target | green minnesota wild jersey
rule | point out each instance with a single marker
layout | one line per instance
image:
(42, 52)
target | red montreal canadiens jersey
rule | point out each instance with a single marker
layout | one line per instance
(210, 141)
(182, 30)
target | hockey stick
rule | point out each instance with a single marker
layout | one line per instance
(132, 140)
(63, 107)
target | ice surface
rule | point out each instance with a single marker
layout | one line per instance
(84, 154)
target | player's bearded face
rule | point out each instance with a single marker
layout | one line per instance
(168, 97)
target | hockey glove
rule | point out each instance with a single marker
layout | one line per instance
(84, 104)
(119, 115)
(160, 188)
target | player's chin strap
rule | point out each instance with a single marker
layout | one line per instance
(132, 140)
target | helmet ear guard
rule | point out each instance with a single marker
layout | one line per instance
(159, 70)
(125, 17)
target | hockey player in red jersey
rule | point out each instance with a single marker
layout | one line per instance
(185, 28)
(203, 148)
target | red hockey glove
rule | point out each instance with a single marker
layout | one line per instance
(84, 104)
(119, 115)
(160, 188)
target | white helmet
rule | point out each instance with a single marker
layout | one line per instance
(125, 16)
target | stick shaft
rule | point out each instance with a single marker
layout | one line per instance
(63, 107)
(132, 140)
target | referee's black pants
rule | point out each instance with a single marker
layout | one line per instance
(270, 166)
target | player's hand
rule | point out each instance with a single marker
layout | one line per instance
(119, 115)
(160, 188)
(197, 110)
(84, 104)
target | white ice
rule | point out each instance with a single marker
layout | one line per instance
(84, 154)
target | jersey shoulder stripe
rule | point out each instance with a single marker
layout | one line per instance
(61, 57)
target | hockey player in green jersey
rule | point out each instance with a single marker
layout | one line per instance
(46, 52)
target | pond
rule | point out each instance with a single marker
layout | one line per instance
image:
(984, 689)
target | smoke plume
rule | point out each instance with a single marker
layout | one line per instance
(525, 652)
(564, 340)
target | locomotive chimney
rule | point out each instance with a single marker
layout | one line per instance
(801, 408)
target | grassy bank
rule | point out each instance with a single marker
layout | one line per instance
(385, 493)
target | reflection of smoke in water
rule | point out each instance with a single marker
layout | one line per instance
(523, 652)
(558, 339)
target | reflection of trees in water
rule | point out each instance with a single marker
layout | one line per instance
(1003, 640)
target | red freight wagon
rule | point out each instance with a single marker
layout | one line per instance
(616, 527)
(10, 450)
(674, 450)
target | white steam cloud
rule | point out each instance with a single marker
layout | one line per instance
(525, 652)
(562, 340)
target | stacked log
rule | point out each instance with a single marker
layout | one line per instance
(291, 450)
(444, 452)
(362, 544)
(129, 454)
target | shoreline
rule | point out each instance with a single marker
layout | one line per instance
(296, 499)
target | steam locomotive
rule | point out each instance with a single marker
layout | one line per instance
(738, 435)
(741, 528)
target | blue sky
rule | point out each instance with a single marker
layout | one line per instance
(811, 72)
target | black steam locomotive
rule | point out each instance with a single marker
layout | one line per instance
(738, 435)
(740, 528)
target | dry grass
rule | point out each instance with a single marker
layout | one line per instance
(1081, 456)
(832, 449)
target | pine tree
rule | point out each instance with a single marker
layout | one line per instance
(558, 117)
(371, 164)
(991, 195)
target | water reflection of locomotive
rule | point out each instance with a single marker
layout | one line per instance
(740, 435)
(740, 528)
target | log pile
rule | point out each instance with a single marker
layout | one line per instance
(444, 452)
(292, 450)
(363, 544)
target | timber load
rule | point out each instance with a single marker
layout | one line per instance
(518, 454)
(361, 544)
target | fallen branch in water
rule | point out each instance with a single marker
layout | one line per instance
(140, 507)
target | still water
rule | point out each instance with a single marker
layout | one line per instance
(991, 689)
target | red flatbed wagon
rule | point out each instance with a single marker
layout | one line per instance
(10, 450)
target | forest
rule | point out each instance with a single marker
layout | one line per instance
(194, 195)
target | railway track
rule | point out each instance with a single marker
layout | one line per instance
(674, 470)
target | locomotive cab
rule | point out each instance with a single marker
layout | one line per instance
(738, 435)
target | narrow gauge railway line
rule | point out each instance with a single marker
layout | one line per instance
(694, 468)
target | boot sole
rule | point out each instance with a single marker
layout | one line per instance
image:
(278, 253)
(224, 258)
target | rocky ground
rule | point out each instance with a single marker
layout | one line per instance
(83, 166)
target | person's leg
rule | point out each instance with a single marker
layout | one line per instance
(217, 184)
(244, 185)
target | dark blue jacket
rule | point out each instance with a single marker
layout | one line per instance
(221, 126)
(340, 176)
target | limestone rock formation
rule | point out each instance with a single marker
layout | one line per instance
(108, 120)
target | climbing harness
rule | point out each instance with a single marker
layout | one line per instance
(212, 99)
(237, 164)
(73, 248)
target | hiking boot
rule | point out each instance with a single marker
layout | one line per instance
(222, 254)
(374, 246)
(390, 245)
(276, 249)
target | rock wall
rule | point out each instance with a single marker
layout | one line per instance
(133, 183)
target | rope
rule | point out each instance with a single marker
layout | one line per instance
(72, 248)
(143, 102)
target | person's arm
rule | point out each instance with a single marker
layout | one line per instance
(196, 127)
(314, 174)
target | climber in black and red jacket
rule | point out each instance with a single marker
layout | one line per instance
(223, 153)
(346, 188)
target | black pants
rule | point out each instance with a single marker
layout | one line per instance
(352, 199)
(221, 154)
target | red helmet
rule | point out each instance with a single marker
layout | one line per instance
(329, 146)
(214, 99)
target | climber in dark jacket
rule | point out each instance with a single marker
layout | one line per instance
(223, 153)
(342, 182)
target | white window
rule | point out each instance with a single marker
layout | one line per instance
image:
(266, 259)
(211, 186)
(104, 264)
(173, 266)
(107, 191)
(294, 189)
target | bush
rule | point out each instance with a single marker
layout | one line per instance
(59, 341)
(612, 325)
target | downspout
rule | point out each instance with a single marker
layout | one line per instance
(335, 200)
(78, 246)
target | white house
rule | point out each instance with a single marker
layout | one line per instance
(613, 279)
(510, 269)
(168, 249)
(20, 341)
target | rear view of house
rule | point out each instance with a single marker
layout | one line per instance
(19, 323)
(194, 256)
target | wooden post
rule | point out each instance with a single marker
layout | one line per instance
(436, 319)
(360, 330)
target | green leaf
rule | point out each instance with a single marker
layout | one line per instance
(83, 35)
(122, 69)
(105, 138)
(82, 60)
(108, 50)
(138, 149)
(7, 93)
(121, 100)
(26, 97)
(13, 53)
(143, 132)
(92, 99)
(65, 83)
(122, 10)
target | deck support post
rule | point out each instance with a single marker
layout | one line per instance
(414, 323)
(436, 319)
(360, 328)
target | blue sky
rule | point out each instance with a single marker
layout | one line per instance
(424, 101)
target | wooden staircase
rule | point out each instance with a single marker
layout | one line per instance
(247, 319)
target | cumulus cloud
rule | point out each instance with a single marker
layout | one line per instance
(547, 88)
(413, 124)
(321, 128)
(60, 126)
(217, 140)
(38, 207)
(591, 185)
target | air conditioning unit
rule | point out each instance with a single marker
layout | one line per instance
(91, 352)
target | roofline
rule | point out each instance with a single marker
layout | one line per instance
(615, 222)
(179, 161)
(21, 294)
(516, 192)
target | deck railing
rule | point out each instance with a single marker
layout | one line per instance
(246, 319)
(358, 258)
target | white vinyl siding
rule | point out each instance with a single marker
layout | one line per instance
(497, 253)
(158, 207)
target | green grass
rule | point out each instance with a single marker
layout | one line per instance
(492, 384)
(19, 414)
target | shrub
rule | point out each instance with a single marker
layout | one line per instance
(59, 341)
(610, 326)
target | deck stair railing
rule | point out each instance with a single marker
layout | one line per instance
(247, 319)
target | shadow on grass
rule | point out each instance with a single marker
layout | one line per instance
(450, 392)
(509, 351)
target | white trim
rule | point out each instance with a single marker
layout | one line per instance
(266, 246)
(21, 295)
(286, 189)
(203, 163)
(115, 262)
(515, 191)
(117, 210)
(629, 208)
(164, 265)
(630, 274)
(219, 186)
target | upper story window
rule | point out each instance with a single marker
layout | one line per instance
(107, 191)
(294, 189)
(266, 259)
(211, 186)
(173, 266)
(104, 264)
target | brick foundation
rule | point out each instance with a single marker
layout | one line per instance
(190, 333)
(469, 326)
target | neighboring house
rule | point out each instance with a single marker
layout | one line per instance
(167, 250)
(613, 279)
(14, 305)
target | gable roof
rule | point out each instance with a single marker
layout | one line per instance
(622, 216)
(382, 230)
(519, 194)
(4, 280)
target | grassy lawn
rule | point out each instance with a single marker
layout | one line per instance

ESERCIZIO PROPOSTO: Ricopia senza alcuna modifica le righe dei record comprese tra quella che contiene "target | shrub" e la fine dei record, estremi inclusi.

SOLUZIONE:
target | shrub
rule | point out each instance with a single marker
layout | one line per instance
(59, 341)
(610, 326)
target | deck stair railing
rule | point out each instance with a single marker
layout | one line per instance
(247, 319)
target | shadow on grass
rule | point out each instance with a single marker
layout | one line per instance
(450, 392)
(509, 351)
target | white trim
rule | point out each instance with a single marker
layout | one line per instance
(266, 246)
(21, 295)
(286, 189)
(203, 163)
(115, 262)
(515, 191)
(117, 210)
(629, 208)
(164, 265)
(630, 274)
(219, 186)
target | upper story window
rule | point out each instance with a single marker
layout | one line per instance
(107, 191)
(294, 189)
(266, 259)
(211, 186)
(173, 266)
(104, 264)
target | brick foundation
rule | point out each instance with a single marker
layout | one line per instance
(190, 333)
(469, 326)
target | neighboring house
rule | point out each instance with a single marker
layout | one line per instance
(167, 250)
(613, 279)
(14, 305)
target | gable roof
rule | point out each instance with a single marker
layout | one line per instance
(622, 216)
(382, 230)
(519, 194)
(4, 280)
target | grassy lawn
rule | point out each instance with a single marker
layout | one line per instance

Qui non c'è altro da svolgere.